### Extracted records
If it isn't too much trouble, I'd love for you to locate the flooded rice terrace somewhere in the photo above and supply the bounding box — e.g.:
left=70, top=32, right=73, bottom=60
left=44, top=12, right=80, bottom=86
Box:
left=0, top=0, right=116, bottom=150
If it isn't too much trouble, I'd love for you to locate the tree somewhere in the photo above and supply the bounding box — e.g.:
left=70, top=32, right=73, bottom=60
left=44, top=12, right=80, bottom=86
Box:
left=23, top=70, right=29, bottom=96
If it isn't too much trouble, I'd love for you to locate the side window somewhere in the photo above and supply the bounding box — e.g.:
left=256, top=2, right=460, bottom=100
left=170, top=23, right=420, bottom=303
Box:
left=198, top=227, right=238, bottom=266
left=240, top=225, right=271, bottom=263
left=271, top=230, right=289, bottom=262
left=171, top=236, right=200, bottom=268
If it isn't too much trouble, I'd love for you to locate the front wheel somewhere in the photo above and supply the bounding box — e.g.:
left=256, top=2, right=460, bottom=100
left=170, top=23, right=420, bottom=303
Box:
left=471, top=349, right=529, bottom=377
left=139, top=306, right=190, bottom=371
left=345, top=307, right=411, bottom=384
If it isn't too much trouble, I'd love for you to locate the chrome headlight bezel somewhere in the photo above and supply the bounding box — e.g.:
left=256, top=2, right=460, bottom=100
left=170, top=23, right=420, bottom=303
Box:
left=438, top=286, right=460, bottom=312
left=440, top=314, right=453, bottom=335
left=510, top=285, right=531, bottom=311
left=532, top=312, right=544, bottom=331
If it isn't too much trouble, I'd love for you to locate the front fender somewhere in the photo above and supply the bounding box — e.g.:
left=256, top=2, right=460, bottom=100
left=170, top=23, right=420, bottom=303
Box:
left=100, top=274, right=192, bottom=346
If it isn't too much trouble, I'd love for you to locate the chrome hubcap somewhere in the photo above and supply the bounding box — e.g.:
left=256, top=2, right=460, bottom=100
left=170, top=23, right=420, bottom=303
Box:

### What is being asked
Present every line of the items above as a Markdown table with the columns "Row" and "Line", numbering the rows in order and omitting any blank lines.

### The solution
| Row | Line |
|---|---|
| 1 | If it isn't too much trouble, I'd love for you to locate the flooded rice terrace somewhere in the photo above and supply the bounding box — e.g.: |
| 2 | left=70, top=32, right=73, bottom=60 |
| 3 | left=44, top=12, right=80, bottom=86 |
| 4 | Box: |
| 5 | left=0, top=0, right=116, bottom=150 |
| 6 | If it isn't too much trouble, I'd love for you to locate the tree somewhere in the photo above and supply the bounding box — e.g.: |
| 7 | left=70, top=32, right=73, bottom=60 |
| 8 | left=44, top=12, right=80, bottom=86 |
| 9 | Box: |
| 10 | left=23, top=70, right=29, bottom=96 |
| 11 | If it isn't too much trouble, I'd love for you to locate the side window somewhere in the photo above and supply the bounding box — e.g.: |
| 12 | left=256, top=2, right=460, bottom=100 |
| 13 | left=170, top=23, right=420, bottom=303 |
| 14 | Box: |
| 15 | left=198, top=227, right=238, bottom=266 |
| 16 | left=240, top=225, right=271, bottom=263 |
| 17 | left=271, top=230, right=289, bottom=262 |
| 18 | left=171, top=236, right=200, bottom=268 |
| 19 | If it isn't too much trouble, I'd love for you to locate the front wheel somewhere in the photo above and supply the bounding box — e.g.: |
| 20 | left=256, top=2, right=460, bottom=100 |
| 21 | left=170, top=23, right=420, bottom=303 |
| 22 | Box: |
| 23 | left=471, top=349, right=529, bottom=377 |
| 24 | left=139, top=306, right=190, bottom=371 |
| 25 | left=345, top=307, right=411, bottom=384 |
| 26 | If it isn't too much trouble, I'd love for you to locate the chrome headlight bezel somewhere in the photo above and supply the bounding box — e.g.: |
| 27 | left=256, top=2, right=460, bottom=100 |
| 28 | left=170, top=23, right=420, bottom=303 |
| 29 | Box: |
| 30 | left=438, top=286, right=460, bottom=312 |
| 31 | left=440, top=314, right=453, bottom=335 |
| 32 | left=510, top=285, right=531, bottom=311 |
| 33 | left=532, top=312, right=544, bottom=331 |
| 34 | If it isn't too much trouble, I'd love for you to locate the front fender somewhere in the photo above and supply the bounding box — e.g.: |
| 35 | left=256, top=2, right=460, bottom=100 |
| 36 | left=170, top=23, right=420, bottom=303 |
| 37 | Box: |
| 38 | left=100, top=274, right=192, bottom=346 |
| 39 | If it isn't too much trouble, I'd love for you to locate the chrome hubcap somewhere in the photo above and supply the bounding box — e.g.: |
| 40 | left=256, top=2, right=460, bottom=100 |
| 41 | left=170, top=23, right=420, bottom=303 |
| 42 | Box: |